# THE EXERCISE
All of the lines below are to be printed again exactly; images are excluded from the output.

# MATERIALS PROVIDED
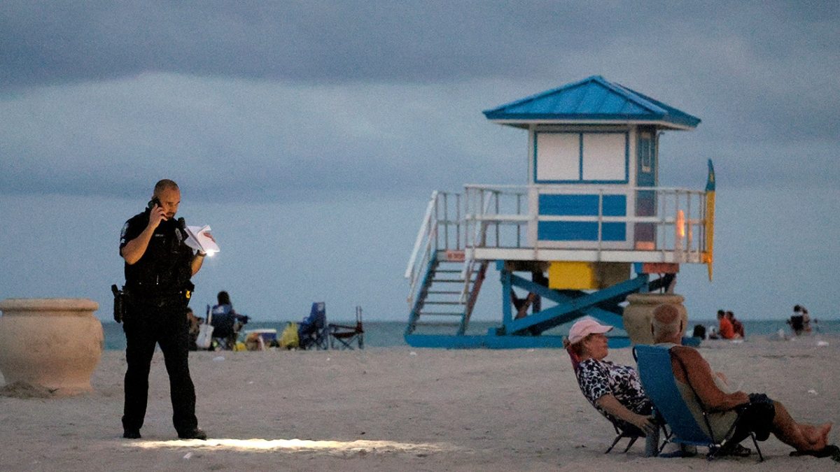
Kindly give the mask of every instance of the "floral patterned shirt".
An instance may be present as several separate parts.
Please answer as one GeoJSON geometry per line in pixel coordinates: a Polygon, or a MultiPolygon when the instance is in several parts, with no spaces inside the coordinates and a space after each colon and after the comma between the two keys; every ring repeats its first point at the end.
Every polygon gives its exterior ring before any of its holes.
{"type": "Polygon", "coordinates": [[[577,379],[584,396],[614,422],[627,424],[596,404],[599,398],[607,394],[612,394],[619,403],[634,413],[649,415],[653,410],[654,404],[644,393],[638,373],[633,367],[618,365],[608,360],[587,359],[578,367],[577,379]]]}

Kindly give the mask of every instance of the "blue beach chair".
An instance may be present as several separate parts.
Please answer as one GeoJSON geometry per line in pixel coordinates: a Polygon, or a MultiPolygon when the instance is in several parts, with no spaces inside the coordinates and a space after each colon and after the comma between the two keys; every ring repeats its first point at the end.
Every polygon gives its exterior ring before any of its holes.
{"type": "Polygon", "coordinates": [[[302,349],[329,349],[327,308],[323,302],[312,302],[309,316],[303,318],[303,321],[297,325],[297,338],[302,349]]]}
{"type": "MultiPolygon", "coordinates": [[[[663,442],[660,452],[668,443],[703,446],[709,448],[706,459],[711,460],[725,445],[733,445],[727,444],[727,442],[735,433],[740,415],[722,438],[715,437],[709,422],[708,412],[705,409],[703,410],[705,424],[700,424],[691,414],[677,387],[671,369],[671,353],[667,347],[637,345],[633,348],[633,357],[638,363],[638,374],[645,392],[656,406],[656,410],[665,418],[670,429],[670,436],[663,442]]],[[[681,363],[680,365],[685,371],[685,366],[681,363]]],[[[691,390],[694,391],[693,388],[691,390]]],[[[695,396],[696,397],[696,393],[695,396]]],[[[702,406],[700,398],[697,398],[697,403],[702,406]]],[[[755,444],[759,460],[763,461],[764,458],[761,455],[755,434],[751,432],[749,436],[755,444]]]]}

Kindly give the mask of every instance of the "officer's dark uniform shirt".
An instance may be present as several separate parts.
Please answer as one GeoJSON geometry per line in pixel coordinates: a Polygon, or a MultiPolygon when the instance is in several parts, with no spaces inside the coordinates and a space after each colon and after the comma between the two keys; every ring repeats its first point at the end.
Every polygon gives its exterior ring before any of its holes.
{"type": "MultiPolygon", "coordinates": [[[[150,210],[138,213],[125,222],[119,239],[122,251],[149,225],[150,210]]],[[[149,246],[134,264],[125,264],[125,285],[144,291],[174,292],[182,290],[192,276],[192,249],[183,242],[174,219],[161,221],[155,228],[149,246]]]]}

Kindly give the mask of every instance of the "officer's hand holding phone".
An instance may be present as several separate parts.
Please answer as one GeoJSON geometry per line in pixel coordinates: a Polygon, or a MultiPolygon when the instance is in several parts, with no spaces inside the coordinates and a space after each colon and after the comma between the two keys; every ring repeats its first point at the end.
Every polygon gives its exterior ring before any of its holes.
{"type": "Polygon", "coordinates": [[[161,221],[166,221],[166,211],[157,197],[149,201],[149,227],[155,229],[161,221]]]}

# WRITTEN RESPONSE
Kindly give the mask of every instance of the "floral patterned shirt".
An instance may be present as several separate parts.
Please answer as one GeoJSON geometry per line in pixel coordinates: a Polygon, or a MultiPolygon when the instance is in several parts, with no spaces inside the coordinates and a space after each colon and after the comma between the two keys; every ring repeats its first point at the end.
Every polygon gives its exterior ring before any of its holes.
{"type": "Polygon", "coordinates": [[[577,379],[584,396],[614,422],[627,424],[596,404],[599,398],[607,394],[612,394],[619,403],[634,413],[649,415],[653,410],[654,404],[644,393],[638,373],[633,367],[618,365],[608,360],[587,359],[578,367],[577,379]]]}

Kindly give the mask of every instance of the "blue beach chair".
An instance may be present as several separate parts.
Please answer as one GeoJSON geometry per line in pixel coordinates: a Polygon, or a MultiPolygon when the instance is in several parts, with no spaces inside the coordinates and a space after each colon and after the comma between the two keys; every ring repeats its first point at the end.
Every polygon gives its exterior ring before any of its holes.
{"type": "Polygon", "coordinates": [[[302,349],[329,349],[327,308],[323,302],[312,302],[309,316],[303,318],[303,321],[297,325],[297,338],[302,349]]]}
{"type": "MultiPolygon", "coordinates": [[[[663,442],[660,452],[668,443],[703,446],[709,448],[706,459],[711,460],[725,445],[733,445],[727,444],[727,442],[735,433],[740,415],[722,438],[715,437],[709,422],[708,412],[705,409],[703,410],[705,424],[700,424],[691,414],[677,387],[671,369],[671,353],[667,347],[637,345],[633,348],[633,357],[638,363],[638,374],[645,392],[656,406],[656,410],[665,418],[670,429],[670,436],[663,442]]],[[[681,363],[680,365],[685,371],[685,366],[681,363]]],[[[691,390],[694,391],[693,388],[691,390]]],[[[695,396],[696,397],[696,393],[695,396]]],[[[702,406],[700,398],[697,398],[697,403],[702,406]]],[[[755,444],[759,460],[763,461],[764,458],[761,455],[755,434],[751,432],[749,436],[755,444]]]]}

Kindly give the mask of every instance of the "officer's dark uniform shirt".
An instance may be present as several separate parts.
Please answer as one GeoJSON geometry per line in pixel coordinates: a Polygon, or a MultiPolygon when the instance is in several parts, with no spaces inside the coordinates and a space after each colon and after the comma between the two keys; every ring repeats its first point at the end.
Every polygon gives its exterior ring before any of its holes.
{"type": "MultiPolygon", "coordinates": [[[[150,210],[138,213],[125,222],[119,239],[122,251],[149,225],[150,210]]],[[[149,246],[134,264],[125,264],[125,285],[144,291],[174,292],[182,290],[192,276],[192,249],[183,242],[174,219],[161,221],[155,228],[149,246]]]]}

Kindly give the mask of every instance of the "officer's hand holding phone".
An instance may be present as several separate parts.
Please answer as one GeoJSON geometry per line in pixel coordinates: a Polygon, or a MultiPolygon when the instance is in several parts, with no spaces inside the coordinates and a space after each colon and after the comma between the two keys; every ring repeats its first point at the end.
Every polygon gives its exterior ring before any of its holes.
{"type": "Polygon", "coordinates": [[[161,221],[166,221],[166,211],[157,197],[149,201],[149,227],[155,229],[161,221]]]}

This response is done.